» **TEXTE FOURNI**:
Le 9 octobre lors d’un meeting avec le Responsable Financier de Grant Prideco et le comité de direction local, vous avez découvert les chiffres en séance alors que vous aviez eus 4 semaines au moins avant et vous êtes emporté violemment contre le contrôleur de gestion car vous ne les compreniez pas. Les personnes présentes ont été atterrées par votre réaction et très inquiètes sur votre capacité même à mener l’entreprise vers le redressement souhaité et la profitabilité tant vous paraissiez ne pas comprendre le sujet en général.

Concernant le second point, à plusieurs reprises (26 juin, 2 et 3 juillet notamment), vous avez décliné des réunions essentielles avec la Direction de Grant Prideco portant sur des sujets primordiaux et avez adopté une attitude d’évitement sans explication valable.

Votre refus de coopérer avec Grant Prideco s’est également manifesté par une défiance permanente et un refus constant de laisser la Direction rencontrer les syndicats et participer aux réunions du Comité d’entreprise sous le prétexte fallacieux que tout était en français ou confidentiel. Vous auriez parfaitement pu traduire mais n’avez jamais proposé de le faire. Un membre du comité de direction local l’a proposé, vous avez refusé. Vous n’avez jamais donné non plus de compte rendu des réunions alors qu’il vous était demandé par la Direction, sous le même prétexte. Vous avez également invoqué le fait que les relations avec les syndicats étaient particulièrement sensibles. Or ces derniers étaient favorables à une rencontre et ont manifesté une satisfaction réelle lors du meeting du 5 septembre durant lequel ils ont pu échanger en direct avec la Direction venue sur site. A ce moment d’ailleurs, vous avez adopté une position de retrait total qui a été prise pour certains salariés comme une absence d’adhésion au Groupe et à Grant Pridero et avez persisté lors de réunions suivantes (réunion formation du 17 octobre par exemple).

» **DONNÉES FOURNIES**:

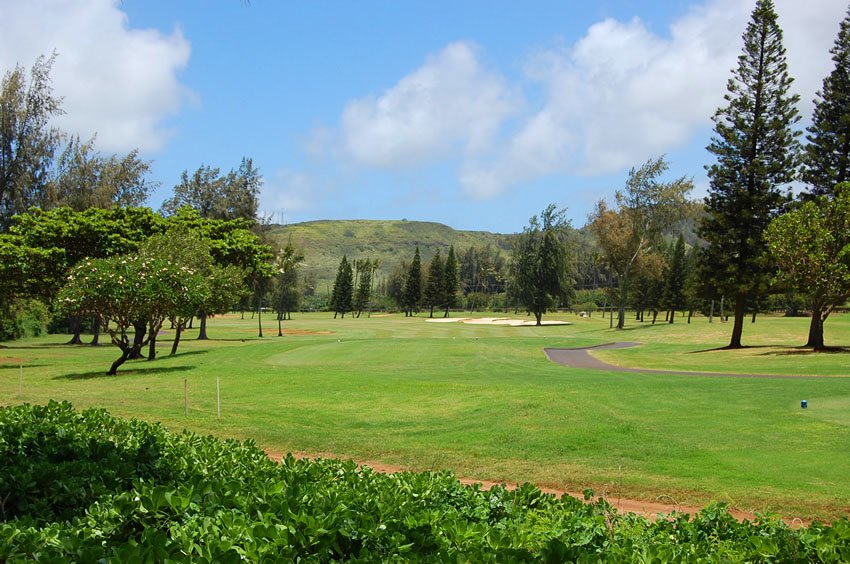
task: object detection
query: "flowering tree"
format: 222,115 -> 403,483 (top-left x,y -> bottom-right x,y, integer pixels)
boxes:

» **EXERCICE COURT**: Recopiez le passage du texte fourni situé entre « Le 9 octobre lors » et « sans explication valable. », ces deux extrémités incluses.

» **CORRIGÉ**:
Le 9 octobre lors d’un meeting avec le Responsable Financier de Grant Prideco et le comité de direction local, vous avez découvert les chiffres en séance alors que vous aviez eus 4 semaines au moins avant et vous êtes emporté violemment contre le contrôleur de gestion car vous ne les compreniez pas. Les personnes présentes ont été atterrées par votre réaction et très inquiètes sur votre capacité même à mener l’entreprise vers le redressement souhaité et la profitabilité tant vous paraissiez ne pas comprendre le sujet en général.

Concernant le second point, à plusieurs reprises (26 juin, 2 et 3 juillet notamment), vous avez décliné des réunions essentielles avec la Direction de Grant Prideco portant sur des sujets primordiaux et avez adopté une attitude d’évitement sans explication valable.